# What is being asked
Transcribe every entry word for word.

# Material for this task

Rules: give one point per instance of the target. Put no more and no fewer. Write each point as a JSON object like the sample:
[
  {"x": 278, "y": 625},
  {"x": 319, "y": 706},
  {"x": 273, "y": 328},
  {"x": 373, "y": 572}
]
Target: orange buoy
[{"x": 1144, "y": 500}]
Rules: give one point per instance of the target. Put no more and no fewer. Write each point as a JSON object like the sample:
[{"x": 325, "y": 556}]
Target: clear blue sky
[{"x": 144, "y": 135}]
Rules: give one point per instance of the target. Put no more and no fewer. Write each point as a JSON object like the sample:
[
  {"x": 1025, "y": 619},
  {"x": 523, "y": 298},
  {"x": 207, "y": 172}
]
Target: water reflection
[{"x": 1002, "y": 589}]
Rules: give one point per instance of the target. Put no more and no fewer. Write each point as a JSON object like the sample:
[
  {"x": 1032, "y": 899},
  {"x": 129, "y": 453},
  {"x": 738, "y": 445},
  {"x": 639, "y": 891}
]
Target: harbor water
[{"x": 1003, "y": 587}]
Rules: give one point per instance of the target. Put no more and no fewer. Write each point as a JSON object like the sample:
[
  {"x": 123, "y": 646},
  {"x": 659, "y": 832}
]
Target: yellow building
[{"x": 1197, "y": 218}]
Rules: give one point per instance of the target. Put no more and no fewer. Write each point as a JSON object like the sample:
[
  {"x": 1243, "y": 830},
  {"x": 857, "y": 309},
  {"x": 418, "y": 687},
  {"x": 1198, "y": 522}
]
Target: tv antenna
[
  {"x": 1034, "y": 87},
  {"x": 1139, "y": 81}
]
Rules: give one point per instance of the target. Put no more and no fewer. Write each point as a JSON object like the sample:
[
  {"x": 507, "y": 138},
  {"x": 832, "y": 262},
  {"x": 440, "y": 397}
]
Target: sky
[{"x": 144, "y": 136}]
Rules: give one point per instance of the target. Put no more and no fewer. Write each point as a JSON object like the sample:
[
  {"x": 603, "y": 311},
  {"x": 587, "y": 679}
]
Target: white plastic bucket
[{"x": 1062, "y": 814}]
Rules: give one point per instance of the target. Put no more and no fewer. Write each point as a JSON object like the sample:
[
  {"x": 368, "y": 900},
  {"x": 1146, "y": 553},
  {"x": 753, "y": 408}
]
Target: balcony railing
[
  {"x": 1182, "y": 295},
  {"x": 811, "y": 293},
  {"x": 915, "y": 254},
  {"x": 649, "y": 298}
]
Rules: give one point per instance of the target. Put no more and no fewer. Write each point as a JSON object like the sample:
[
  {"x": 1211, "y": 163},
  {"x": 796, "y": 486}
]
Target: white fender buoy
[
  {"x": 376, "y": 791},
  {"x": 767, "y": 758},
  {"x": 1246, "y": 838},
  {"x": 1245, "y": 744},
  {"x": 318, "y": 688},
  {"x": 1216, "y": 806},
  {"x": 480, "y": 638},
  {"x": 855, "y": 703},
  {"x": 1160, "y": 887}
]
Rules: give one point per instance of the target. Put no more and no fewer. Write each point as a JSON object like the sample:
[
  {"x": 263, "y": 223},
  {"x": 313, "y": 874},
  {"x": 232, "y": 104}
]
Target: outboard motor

# Answer to the problem
Rules: give one point per instance of the target. Put no more and no fewer. Write each point as a JSON object like the sample:
[
  {"x": 278, "y": 625},
  {"x": 319, "y": 706},
  {"x": 273, "y": 328},
  {"x": 373, "y": 572}
]
Target: orange buoy
[{"x": 1144, "y": 500}]
Rules: give one point per instance of the target. Put no more and no fewer. Write each point as a JSON object like the sample:
[{"x": 325, "y": 556}]
Target: clear blue sky
[{"x": 144, "y": 135}]
Rules: give one point per instance of the target. Put no more and no fewer. Write each point as a JSON object like the sample:
[
  {"x": 1025, "y": 619},
  {"x": 523, "y": 298},
  {"x": 207, "y": 172}
]
Target: water reflection
[{"x": 1002, "y": 589}]
Rules: give one point per instance of the target. Put no more and no fewer. Write each point as a JSON object like the sample:
[
  {"x": 1032, "y": 899},
  {"x": 129, "y": 453},
  {"x": 738, "y": 445},
  {"x": 639, "y": 891}
]
Target: harbor water
[{"x": 1003, "y": 587}]
Rules: give one point per instance of the target. Put no more and no fewer. Write each point as a JSON object like the sample:
[
  {"x": 123, "y": 646},
  {"x": 659, "y": 832}
]
Target: yellow building
[{"x": 1197, "y": 218}]
Rules: give one point per instance of the target. Put no more and no fewer. Write each point as a JSON object like the sample:
[
  {"x": 1243, "y": 830},
  {"x": 857, "y": 309},
  {"x": 418, "y": 687},
  {"x": 1198, "y": 522}
]
Target: tv antenna
[
  {"x": 1034, "y": 87},
  {"x": 1139, "y": 81}
]
Rules: give one point per instance of the target. Put no more and no fewer. Write each point as a JSON object like the sample:
[
  {"x": 507, "y": 138},
  {"x": 832, "y": 262},
  {"x": 440, "y": 397}
]
Target: sky
[{"x": 144, "y": 136}]
Rules: give one point per instance of the target. Put no more and no fewer. Write each point as a JSON object like the sample:
[
  {"x": 603, "y": 311},
  {"x": 587, "y": 679}
]
Target: white plastic bucket
[{"x": 1062, "y": 814}]
Rules: give one point per instance of the target. Put no more and no fewer. Write each point as a JSON object like the sample:
[
  {"x": 368, "y": 900},
  {"x": 1146, "y": 553},
  {"x": 753, "y": 408}
]
Target: balcony railing
[
  {"x": 1182, "y": 295},
  {"x": 811, "y": 293},
  {"x": 915, "y": 254},
  {"x": 649, "y": 298}
]
Rules: give one point per instance of the target. Put no more and no fewer. Write each point as a JSON object like the sample:
[
  {"x": 1211, "y": 163},
  {"x": 796, "y": 486}
]
Target: white fender buoy
[
  {"x": 376, "y": 791},
  {"x": 767, "y": 758},
  {"x": 1246, "y": 838},
  {"x": 1245, "y": 744},
  {"x": 318, "y": 688},
  {"x": 1216, "y": 806},
  {"x": 480, "y": 638},
  {"x": 855, "y": 703},
  {"x": 1160, "y": 887}
]
Rules: give one point per instance of the target. Put no more and no fewer. Write each point as a JSON object like the sample:
[
  {"x": 263, "y": 223},
  {"x": 313, "y": 874},
  {"x": 232, "y": 104}
]
Target: outboard motor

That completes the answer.